Supplied text:
In a new book,"Peripheral Vision: Detecting the Weak Signals That Will Make or Break Your Company ", author George Day and co-author Paul Schoemaker make the case for open minded management. Mr. Day sez most "...90% of CEO's act more like COO's" (more concerned with short term profits) than asking questions about the periphery or edge (read John Hagel - global process networks) of the business.
I find the idea compelling because it jibes with what we try to get across to managers with Ideascape (enterprise social networks). Businesses need a lightweight system to connect employees, partners, suppliers, and customers to ideas and information so that they can interact and make better decisions - faster.
If you're interested in this stuff, take a look at the cluetrain manifesto.
Anyway, Wharton has a podcast interview with Mr. Day. (reg req)
"In Wharton marketing professor George Day's world, the term "peripheral vision" means the ability of companies to detect, interpret and act on distant signals, whether a rumor heard about a new rival, a newspaper article about a new medical device, or the popularity of a blog started by a dissatisfied customer."
Funny thing about blogs. I read this morning, "The balance of power shifts from seller to buyer" by Stuart Lauchlan. Mr. Lauchlan, lmao, describes in detail his trouble trying to use his ATM card from Barclays Bank. He also has a link to a post about a new study on trends in the marketplace. Mr. Lauchlan, "...its basic premise that the balance of power has shifted from seller to buyer - but the sellers haven't woken up to this idea yet. As such a lot of companies are going to end up in a lot of trouble as buyers exert their new found power."

Extracted data:

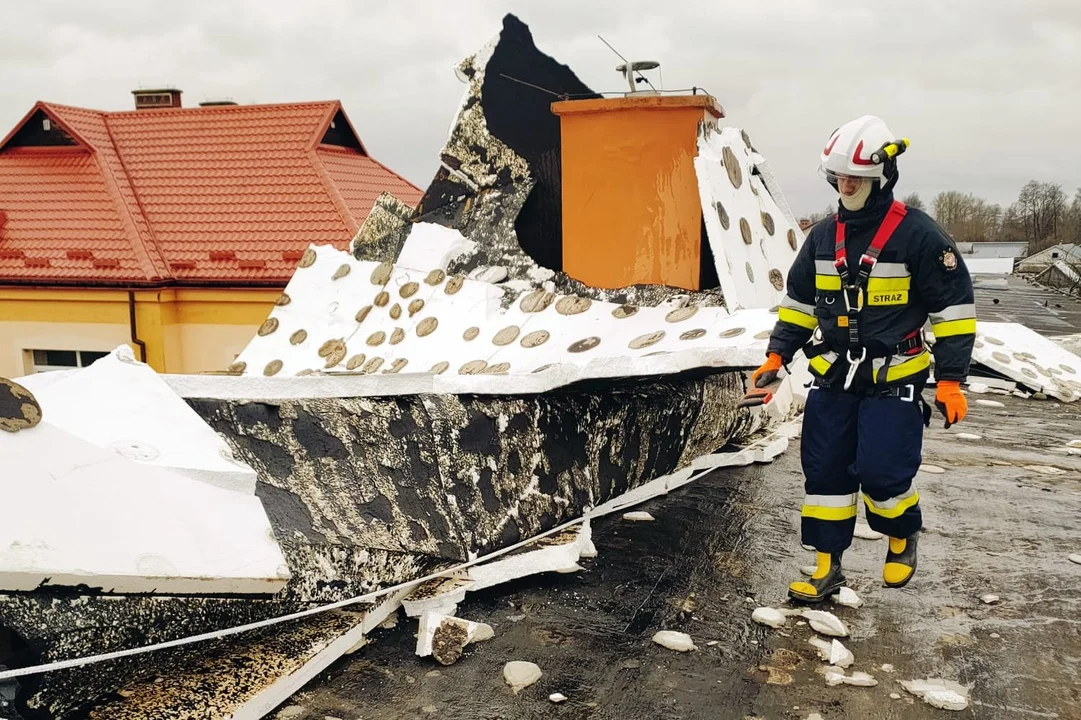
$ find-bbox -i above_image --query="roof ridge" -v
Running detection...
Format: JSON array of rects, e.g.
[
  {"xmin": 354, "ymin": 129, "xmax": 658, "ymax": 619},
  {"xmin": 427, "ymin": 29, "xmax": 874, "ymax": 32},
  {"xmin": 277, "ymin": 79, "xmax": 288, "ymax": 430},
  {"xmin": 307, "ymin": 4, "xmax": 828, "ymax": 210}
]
[
  {"xmin": 98, "ymin": 112, "xmax": 170, "ymax": 280},
  {"xmin": 356, "ymin": 155, "xmax": 424, "ymax": 192},
  {"xmin": 306, "ymin": 146, "xmax": 358, "ymax": 238}
]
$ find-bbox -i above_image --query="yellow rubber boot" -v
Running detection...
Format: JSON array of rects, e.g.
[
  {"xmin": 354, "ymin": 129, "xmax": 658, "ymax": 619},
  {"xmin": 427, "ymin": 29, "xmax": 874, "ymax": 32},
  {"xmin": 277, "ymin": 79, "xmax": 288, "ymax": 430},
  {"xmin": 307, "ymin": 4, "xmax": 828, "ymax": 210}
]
[
  {"xmin": 788, "ymin": 552, "xmax": 845, "ymax": 602},
  {"xmin": 882, "ymin": 532, "xmax": 920, "ymax": 587}
]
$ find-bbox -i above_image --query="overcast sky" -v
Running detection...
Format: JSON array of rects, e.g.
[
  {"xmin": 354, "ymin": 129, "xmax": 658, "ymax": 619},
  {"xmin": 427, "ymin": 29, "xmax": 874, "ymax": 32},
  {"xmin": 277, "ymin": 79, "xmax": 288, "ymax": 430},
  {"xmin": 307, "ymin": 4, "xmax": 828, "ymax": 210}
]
[{"xmin": 0, "ymin": 0, "xmax": 1081, "ymax": 213}]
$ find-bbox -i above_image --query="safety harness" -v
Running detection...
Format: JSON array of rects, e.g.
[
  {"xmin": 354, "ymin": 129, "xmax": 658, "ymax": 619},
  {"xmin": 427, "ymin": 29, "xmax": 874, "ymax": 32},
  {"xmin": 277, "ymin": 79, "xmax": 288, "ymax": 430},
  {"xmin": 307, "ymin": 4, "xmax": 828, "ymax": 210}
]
[{"xmin": 833, "ymin": 200, "xmax": 922, "ymax": 390}]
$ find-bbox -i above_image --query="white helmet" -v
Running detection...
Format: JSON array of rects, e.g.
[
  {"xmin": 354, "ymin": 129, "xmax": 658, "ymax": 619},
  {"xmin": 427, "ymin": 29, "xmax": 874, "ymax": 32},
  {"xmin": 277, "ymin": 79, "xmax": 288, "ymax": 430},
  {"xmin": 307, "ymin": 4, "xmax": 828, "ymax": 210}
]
[{"xmin": 818, "ymin": 115, "xmax": 908, "ymax": 187}]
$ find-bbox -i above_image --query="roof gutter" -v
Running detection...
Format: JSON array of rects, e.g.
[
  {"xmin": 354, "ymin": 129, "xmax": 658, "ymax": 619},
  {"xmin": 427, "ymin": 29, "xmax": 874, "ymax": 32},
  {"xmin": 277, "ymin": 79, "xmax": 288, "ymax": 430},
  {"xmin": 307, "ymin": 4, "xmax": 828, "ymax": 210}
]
[{"xmin": 128, "ymin": 290, "xmax": 146, "ymax": 362}]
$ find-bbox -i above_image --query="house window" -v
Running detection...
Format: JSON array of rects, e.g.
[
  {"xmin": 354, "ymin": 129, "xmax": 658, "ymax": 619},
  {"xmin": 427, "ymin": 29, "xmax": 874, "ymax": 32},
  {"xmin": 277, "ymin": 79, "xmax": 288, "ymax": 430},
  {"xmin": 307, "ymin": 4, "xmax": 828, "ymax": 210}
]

Your instructions:
Answer these questions from the blog post:
1. Who is the co-author of "Peripheral Vision"?
2. Where is the podcast interview with Mr. Day from?
3. Which bank's ATM card gave Mr. Lauchlan trouble?
The data has no connection to the blog post.

Answer to this exercise:
1. Paul Schoemaker
2. Wharton
3. Barclays Bank